▶ TEXT SHOWN:
"""
# Cai - Throttle Body Spacer Combo



## xtranaut (Jul 23, 2009)

OK... I don't have very complicated problems but the simpler I try to accomplish something, the more complicated it seems to get.

I have an 04 GTO that I am trying to get a little better gas mileage and performance out of without spending too much money. I have a LIKE TO DO list but no money to match so I put a K&N CAI on the car last week and honestly, I can't tell much difference in any range. Frankly, I can't even HEAR the difference. I haven't calculated it yet, but I don't know if my gas mileage improved by 1 mpg even (and that is all I would expect at most) SO I ordered an AIR RAID throttle body spacer because it sounded like a good combo with the CAI.

As an afterthought, I emailed the K&N tech and told him about my intention to add the spacer. He wrote back and said that they don't suggest it and it will void the million mile warranty (OK) and that the spacers cause movement in the mounting (??)

Anybody ever heard of this or had problems with this combo before? You learn something everyday but somehow this sounds kind of cheesy.:confused


----------



## AlanSr (Jan 4, 2008)

I've heard they are a waste on fuel injection engines.

I called Vararam before I bought my new CAI and they said don't get one.....and they sell them....


----------



## jpalamar (Jul 22, 2008)

The don't do anything.


----------



## Stang Eater (Oct 6, 2009)

I also got the CAI and throttle body combo. I bought a Volant CAI on eBay for 50 bux. I instantly noticed a little more pull as for some reason before I had it, my gto would barely peel out from a dig, and now it wont stop. But I also took off my mufflers and turned my 05 GTO's exhaust into straight pipes and added a Diablo handheld tuner. Definitely can feel a major difference. I haven't received the TBS(throttle body spacer) yet, but it is an air raid and was free(originally 106 bucks). I do not know if it will make a difference, although I know it will not be a noticeable one if any. I assume with my slight modifications it will add a very minimal amount of power though.


----------
"""
▶ PROVIDED MATERIAL:
"""
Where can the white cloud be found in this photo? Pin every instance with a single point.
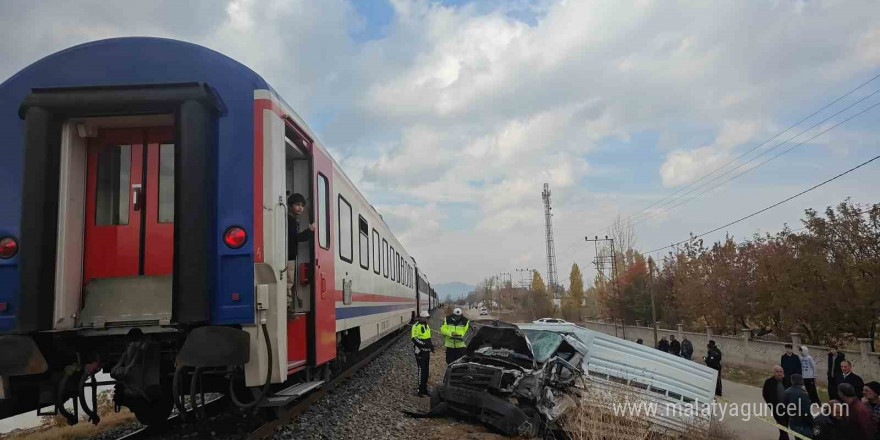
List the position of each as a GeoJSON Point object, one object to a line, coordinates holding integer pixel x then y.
"""
▶ PROBLEMS AND TASKS:
1. In the thread on the CAI and throttle body spacer combo, what did the K&N tech say adding the spacer would void?
2. Rewrite the stretch from "As an afterthought, I" through "the mounting (??)" in the thread on the CAI and throttle body spacer combo, putting "called" in place of "emailed".

▶ TASK RESPONSES:
1. The million mile warranty.

2.
As an afterthought, I called the K&N tech and told him about my intention to add the spacer. He wrote back and said that they don't suggest it and it will void the million mile warranty (OK) and that the spacers cause movement in the mounting (??)